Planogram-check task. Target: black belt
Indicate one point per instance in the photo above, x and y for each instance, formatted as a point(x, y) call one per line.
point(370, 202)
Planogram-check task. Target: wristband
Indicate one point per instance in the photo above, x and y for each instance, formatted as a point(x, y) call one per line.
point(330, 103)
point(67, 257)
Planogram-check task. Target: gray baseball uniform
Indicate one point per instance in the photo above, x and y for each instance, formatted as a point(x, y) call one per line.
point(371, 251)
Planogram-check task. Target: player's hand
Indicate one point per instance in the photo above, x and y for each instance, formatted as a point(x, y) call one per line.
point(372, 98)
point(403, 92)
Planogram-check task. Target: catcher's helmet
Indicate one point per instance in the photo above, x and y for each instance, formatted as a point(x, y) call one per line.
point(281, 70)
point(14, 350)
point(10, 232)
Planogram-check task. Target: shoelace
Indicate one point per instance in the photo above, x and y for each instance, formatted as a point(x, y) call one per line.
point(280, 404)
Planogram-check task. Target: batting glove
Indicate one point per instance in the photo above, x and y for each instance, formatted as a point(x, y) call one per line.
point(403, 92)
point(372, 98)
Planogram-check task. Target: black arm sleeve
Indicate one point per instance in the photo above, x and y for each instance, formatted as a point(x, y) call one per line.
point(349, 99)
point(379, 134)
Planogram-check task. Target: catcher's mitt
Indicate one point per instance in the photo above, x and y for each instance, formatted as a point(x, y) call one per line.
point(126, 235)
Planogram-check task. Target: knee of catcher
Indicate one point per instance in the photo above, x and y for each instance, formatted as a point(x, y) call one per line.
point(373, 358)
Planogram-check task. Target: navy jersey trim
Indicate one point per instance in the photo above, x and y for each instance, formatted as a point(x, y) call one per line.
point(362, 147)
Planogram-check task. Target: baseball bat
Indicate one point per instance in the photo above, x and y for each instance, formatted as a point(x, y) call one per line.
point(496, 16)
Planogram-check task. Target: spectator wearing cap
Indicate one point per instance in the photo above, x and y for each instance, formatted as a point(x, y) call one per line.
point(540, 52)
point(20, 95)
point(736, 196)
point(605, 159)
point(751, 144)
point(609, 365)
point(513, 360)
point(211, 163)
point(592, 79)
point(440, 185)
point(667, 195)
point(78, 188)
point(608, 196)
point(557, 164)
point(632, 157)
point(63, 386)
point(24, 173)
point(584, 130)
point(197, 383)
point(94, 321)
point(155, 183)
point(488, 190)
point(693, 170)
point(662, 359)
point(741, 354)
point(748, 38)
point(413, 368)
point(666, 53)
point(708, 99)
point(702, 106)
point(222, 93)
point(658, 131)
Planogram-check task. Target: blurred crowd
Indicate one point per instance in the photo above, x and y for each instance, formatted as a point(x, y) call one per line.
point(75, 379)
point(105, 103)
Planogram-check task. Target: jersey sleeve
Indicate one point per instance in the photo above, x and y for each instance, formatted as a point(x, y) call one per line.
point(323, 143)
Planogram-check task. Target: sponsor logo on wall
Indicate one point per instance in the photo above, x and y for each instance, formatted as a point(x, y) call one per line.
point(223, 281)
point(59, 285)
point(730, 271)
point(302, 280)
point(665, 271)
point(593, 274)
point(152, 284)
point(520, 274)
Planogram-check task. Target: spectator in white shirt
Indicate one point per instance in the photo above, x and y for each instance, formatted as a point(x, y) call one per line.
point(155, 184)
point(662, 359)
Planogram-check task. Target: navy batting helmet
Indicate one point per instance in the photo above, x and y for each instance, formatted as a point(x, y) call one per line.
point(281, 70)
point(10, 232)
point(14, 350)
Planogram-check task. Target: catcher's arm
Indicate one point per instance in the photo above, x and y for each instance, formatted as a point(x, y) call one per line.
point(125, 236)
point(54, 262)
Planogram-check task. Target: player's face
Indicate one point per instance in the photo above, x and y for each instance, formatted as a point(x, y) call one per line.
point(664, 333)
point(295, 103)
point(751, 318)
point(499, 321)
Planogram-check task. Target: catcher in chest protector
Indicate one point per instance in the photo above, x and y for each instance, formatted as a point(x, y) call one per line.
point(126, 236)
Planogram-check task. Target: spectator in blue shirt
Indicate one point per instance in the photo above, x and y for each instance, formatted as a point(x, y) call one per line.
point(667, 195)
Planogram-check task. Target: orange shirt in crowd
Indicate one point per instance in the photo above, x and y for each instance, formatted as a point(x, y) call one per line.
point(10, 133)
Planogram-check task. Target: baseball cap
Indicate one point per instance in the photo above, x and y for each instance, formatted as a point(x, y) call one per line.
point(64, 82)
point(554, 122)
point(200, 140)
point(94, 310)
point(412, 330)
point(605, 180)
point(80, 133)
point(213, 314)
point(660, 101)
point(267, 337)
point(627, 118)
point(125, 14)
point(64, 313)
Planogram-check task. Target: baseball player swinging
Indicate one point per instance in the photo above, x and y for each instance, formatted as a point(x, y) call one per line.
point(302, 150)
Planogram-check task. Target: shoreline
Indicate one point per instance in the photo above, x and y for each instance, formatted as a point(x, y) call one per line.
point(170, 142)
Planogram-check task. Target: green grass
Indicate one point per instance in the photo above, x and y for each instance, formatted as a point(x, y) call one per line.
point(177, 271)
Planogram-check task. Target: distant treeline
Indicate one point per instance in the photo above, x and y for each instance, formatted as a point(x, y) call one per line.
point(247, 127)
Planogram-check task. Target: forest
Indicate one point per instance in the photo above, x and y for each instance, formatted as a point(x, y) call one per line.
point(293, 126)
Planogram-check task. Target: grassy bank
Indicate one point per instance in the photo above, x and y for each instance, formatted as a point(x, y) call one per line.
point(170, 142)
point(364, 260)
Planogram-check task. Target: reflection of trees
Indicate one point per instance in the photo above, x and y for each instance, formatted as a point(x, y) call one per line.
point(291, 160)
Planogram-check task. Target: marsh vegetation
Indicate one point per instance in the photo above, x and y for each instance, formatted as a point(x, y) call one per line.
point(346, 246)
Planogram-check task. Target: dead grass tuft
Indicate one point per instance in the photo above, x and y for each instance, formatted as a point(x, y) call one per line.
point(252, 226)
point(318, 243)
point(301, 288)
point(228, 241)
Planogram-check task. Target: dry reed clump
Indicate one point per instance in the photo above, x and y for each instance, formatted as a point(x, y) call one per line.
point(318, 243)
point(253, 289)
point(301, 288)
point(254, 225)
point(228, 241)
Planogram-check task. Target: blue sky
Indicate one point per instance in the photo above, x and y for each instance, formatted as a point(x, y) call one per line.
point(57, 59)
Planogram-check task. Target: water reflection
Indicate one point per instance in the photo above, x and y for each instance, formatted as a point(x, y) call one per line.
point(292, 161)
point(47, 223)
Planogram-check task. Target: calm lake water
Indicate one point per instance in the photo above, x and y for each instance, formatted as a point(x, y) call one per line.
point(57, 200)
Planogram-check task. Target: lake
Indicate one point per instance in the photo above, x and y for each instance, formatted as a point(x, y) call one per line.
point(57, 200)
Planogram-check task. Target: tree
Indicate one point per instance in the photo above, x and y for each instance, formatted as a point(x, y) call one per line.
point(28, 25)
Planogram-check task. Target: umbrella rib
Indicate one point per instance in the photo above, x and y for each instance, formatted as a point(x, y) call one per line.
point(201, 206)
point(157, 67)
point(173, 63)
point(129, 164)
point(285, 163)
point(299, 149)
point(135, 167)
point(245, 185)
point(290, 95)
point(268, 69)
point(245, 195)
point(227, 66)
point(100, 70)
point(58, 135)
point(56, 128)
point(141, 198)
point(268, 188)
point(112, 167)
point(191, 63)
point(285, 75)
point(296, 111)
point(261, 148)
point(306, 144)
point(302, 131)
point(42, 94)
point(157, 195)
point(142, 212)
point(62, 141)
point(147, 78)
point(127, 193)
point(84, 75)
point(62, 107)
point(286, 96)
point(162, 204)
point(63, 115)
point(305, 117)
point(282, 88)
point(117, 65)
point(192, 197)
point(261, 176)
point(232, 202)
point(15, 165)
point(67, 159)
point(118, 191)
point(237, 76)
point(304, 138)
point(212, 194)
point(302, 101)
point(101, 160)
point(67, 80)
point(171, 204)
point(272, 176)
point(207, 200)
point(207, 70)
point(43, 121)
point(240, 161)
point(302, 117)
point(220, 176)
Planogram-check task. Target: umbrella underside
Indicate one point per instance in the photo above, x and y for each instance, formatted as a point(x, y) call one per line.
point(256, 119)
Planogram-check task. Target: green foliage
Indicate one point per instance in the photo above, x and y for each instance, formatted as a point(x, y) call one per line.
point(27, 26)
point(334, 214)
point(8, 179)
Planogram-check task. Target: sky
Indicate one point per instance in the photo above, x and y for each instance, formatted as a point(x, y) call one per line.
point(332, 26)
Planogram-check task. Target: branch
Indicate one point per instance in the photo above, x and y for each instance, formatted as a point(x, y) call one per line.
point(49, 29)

★ ★ ★

→ **Exercise objective**: List only the lines above that run from the one containing "Planogram-check task. Target: catcher in" through the one containing "point(10, 133)", both ends included, as a numbered list, with any blank lines left out.

→ **In response**:
1. Planogram-check task. Target: catcher in chest protector
2. Indicate one point per instance in the photo above, x and y for each instance, formatted as a point(x, y) call one per line.
3. point(126, 236)
4. Planogram-check task. Target: spectator in blue shirt
5. Indicate one point per instance in the photo above, x and y for each instance, formatted as a point(x, y) call one per line.
6. point(667, 195)
7. Planogram-check task. Target: orange shirt in crowd
8. Indicate one point per instance in the photo above, x and y for each instance, formatted as a point(x, y) call one per line.
9. point(10, 133)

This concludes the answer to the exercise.